Entries from a point annotation set:

================

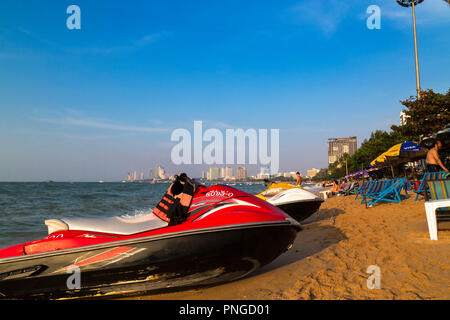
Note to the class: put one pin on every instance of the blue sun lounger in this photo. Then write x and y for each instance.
(365, 187)
(437, 206)
(427, 177)
(387, 191)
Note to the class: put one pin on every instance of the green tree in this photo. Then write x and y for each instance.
(425, 116)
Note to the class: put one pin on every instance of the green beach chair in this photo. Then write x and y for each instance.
(437, 206)
(427, 177)
(391, 192)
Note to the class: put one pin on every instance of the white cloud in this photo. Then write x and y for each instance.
(327, 15)
(101, 125)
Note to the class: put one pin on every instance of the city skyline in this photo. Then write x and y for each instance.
(94, 103)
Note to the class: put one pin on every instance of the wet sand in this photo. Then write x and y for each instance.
(331, 255)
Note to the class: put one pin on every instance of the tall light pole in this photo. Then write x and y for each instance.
(413, 3)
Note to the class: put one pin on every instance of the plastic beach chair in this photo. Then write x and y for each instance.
(437, 205)
(390, 192)
(427, 177)
(367, 185)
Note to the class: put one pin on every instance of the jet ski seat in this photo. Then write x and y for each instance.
(113, 225)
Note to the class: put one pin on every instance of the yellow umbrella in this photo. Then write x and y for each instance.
(402, 152)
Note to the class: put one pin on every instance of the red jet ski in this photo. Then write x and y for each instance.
(225, 234)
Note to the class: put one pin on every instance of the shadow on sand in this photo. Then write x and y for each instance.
(312, 239)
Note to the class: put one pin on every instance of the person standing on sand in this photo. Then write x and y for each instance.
(434, 163)
(299, 179)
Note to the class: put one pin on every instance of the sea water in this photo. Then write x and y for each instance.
(25, 205)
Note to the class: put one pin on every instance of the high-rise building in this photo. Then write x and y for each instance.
(228, 173)
(160, 172)
(214, 173)
(338, 146)
(312, 172)
(241, 173)
(264, 173)
(403, 118)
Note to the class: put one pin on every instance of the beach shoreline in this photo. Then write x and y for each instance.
(331, 256)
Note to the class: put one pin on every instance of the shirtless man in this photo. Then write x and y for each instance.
(299, 179)
(434, 163)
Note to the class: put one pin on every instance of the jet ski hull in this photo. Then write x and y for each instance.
(300, 210)
(146, 265)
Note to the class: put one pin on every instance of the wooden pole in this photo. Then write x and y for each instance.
(364, 191)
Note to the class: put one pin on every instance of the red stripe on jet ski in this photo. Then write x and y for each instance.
(103, 256)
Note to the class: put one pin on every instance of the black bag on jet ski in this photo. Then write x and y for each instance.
(174, 206)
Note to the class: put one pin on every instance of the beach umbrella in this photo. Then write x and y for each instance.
(402, 152)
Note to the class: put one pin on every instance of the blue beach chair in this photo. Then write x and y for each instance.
(365, 187)
(427, 177)
(391, 192)
(437, 206)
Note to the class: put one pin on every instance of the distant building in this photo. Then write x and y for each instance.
(312, 172)
(160, 172)
(226, 173)
(403, 118)
(241, 173)
(214, 173)
(338, 146)
(264, 173)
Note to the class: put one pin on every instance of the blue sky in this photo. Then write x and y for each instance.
(96, 103)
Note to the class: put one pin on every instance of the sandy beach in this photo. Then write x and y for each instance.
(331, 255)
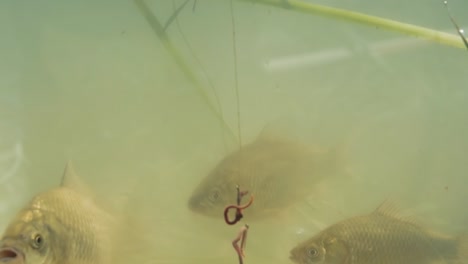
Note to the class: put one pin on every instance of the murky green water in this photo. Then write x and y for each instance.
(89, 81)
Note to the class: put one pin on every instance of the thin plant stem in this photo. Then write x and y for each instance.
(409, 29)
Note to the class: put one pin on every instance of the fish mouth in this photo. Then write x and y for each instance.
(11, 256)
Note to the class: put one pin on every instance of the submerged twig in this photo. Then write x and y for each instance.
(459, 30)
(426, 33)
(159, 30)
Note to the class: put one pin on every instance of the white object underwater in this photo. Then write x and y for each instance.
(377, 50)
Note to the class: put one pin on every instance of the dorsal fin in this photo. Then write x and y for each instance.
(389, 208)
(71, 180)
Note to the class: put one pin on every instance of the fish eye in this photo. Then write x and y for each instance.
(313, 252)
(37, 241)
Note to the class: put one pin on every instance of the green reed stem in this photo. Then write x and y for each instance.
(159, 30)
(409, 29)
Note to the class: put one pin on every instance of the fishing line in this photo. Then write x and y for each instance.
(236, 82)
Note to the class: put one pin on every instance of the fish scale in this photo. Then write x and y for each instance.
(277, 171)
(380, 238)
(59, 226)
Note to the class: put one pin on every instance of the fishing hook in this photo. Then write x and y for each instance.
(238, 208)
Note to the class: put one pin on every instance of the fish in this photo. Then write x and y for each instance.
(278, 171)
(384, 236)
(63, 225)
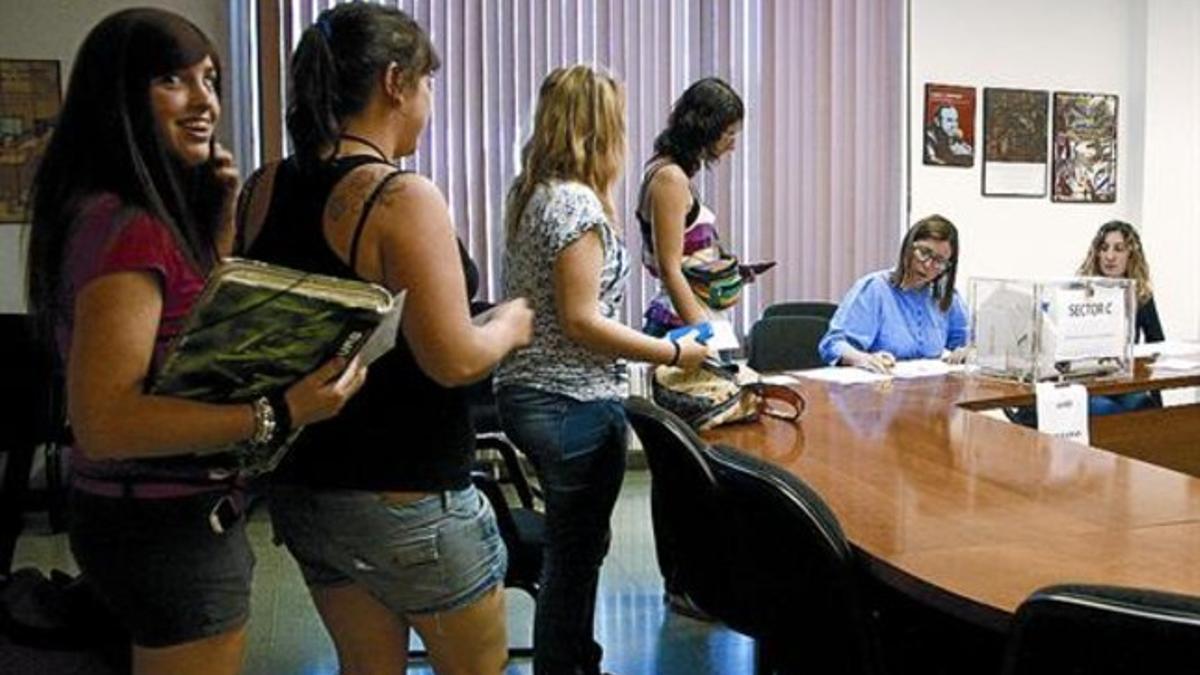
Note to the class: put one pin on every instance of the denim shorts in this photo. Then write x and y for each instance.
(161, 566)
(437, 554)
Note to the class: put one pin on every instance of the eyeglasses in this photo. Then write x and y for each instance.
(927, 256)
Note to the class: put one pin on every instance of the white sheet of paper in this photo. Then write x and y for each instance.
(724, 338)
(780, 378)
(840, 375)
(1175, 364)
(384, 336)
(923, 368)
(1168, 348)
(1062, 411)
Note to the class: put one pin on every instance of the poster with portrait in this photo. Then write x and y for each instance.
(949, 125)
(1085, 148)
(29, 105)
(1015, 138)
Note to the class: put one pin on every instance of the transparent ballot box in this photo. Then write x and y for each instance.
(1053, 329)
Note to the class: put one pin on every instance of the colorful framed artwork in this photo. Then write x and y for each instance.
(949, 125)
(1085, 148)
(29, 105)
(1015, 138)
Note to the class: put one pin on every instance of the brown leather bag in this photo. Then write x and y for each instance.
(713, 395)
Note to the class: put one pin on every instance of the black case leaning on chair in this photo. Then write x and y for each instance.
(1069, 629)
(757, 549)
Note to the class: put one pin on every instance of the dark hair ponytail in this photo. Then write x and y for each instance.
(311, 117)
(697, 119)
(336, 65)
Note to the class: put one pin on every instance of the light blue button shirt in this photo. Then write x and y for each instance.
(877, 316)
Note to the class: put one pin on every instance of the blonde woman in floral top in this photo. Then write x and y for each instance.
(561, 398)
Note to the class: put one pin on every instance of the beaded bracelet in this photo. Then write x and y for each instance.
(264, 422)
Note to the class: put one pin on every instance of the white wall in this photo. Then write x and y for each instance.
(1146, 52)
(54, 29)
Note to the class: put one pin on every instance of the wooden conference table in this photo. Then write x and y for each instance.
(972, 513)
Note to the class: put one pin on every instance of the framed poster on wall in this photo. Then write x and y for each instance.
(949, 125)
(1015, 138)
(29, 103)
(1085, 148)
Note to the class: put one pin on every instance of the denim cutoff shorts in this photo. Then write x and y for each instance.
(441, 553)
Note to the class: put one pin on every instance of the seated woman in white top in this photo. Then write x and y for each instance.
(907, 312)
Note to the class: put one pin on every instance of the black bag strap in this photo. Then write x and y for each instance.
(366, 211)
(793, 401)
(252, 207)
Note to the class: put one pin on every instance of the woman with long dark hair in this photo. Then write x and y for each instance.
(132, 205)
(377, 506)
(910, 311)
(702, 127)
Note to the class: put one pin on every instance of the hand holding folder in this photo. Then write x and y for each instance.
(259, 328)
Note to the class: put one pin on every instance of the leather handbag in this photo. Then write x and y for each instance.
(713, 395)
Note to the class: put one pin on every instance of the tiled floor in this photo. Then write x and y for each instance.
(286, 635)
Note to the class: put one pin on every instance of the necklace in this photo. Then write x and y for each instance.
(367, 143)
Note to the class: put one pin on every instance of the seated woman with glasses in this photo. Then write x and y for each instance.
(907, 312)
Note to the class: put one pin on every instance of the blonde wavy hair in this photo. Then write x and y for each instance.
(1138, 268)
(579, 133)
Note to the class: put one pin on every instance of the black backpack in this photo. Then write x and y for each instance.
(60, 613)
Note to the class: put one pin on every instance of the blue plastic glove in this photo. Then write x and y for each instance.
(702, 332)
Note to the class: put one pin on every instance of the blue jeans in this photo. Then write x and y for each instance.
(579, 451)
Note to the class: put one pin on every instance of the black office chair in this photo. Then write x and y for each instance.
(786, 342)
(814, 308)
(792, 575)
(756, 549)
(682, 499)
(1104, 631)
(522, 523)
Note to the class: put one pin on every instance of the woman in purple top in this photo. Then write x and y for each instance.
(132, 207)
(702, 127)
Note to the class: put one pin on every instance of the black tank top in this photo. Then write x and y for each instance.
(402, 430)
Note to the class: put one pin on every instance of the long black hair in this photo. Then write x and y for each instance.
(106, 141)
(697, 120)
(336, 65)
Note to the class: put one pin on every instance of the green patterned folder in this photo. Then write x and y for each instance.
(258, 327)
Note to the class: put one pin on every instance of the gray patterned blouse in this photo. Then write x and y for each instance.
(558, 213)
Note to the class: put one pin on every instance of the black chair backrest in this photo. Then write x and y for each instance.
(1104, 631)
(791, 572)
(813, 308)
(682, 494)
(37, 414)
(786, 342)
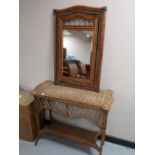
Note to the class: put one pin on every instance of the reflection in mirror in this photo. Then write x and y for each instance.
(77, 51)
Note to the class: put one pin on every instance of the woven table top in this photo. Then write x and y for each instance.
(102, 99)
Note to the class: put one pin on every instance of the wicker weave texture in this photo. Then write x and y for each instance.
(102, 99)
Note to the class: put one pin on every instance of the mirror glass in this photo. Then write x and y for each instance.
(77, 51)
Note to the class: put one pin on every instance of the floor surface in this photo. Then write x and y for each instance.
(57, 146)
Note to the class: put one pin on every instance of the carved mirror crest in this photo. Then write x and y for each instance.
(79, 35)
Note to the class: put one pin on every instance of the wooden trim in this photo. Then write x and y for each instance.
(97, 15)
(120, 141)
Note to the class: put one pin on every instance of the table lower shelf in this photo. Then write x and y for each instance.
(73, 133)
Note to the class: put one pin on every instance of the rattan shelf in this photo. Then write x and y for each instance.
(71, 133)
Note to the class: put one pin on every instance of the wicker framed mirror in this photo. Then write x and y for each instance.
(79, 35)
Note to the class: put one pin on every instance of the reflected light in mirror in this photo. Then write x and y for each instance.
(77, 49)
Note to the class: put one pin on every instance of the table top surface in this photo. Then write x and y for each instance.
(25, 98)
(102, 99)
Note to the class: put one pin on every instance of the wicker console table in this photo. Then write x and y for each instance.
(73, 103)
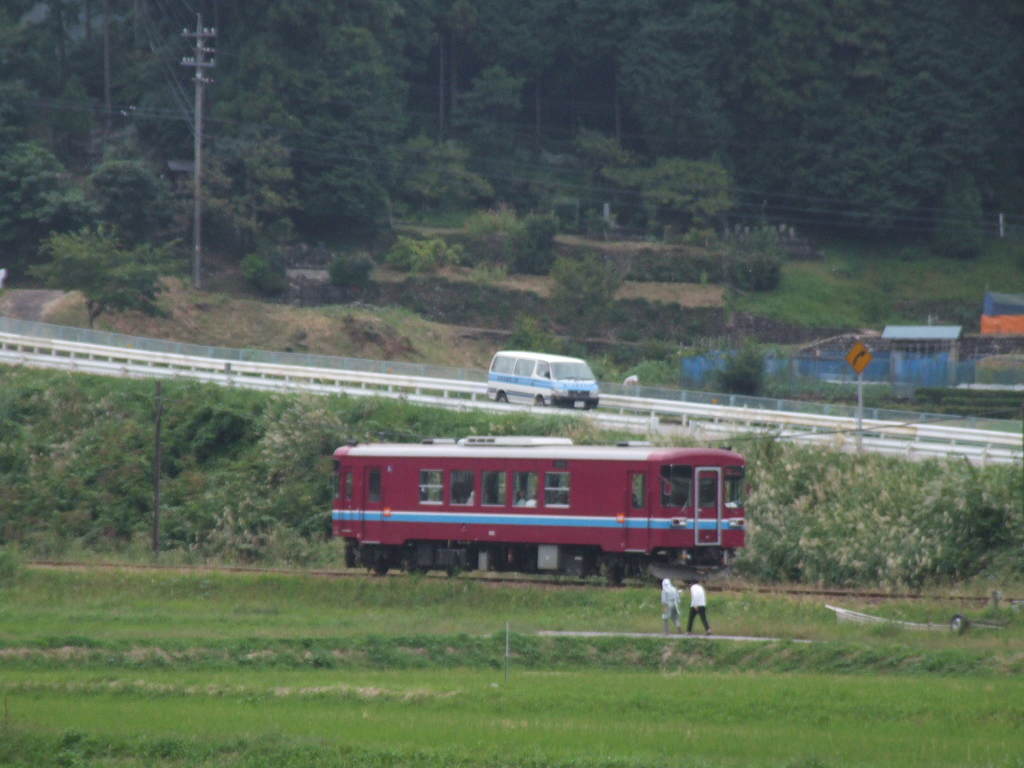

================

= What to produce =
Rewrite the lines from the one containing "the wicker console" through the end of the records, swapping "wicker console table" for "rattan console table" and keeping everything else the same. Leave the pictures out of your answer.

= Result for this task =
Note to the class: put one pin on every instance of the rattan console table in this photo. Then write x and y for each instance.
(73, 103)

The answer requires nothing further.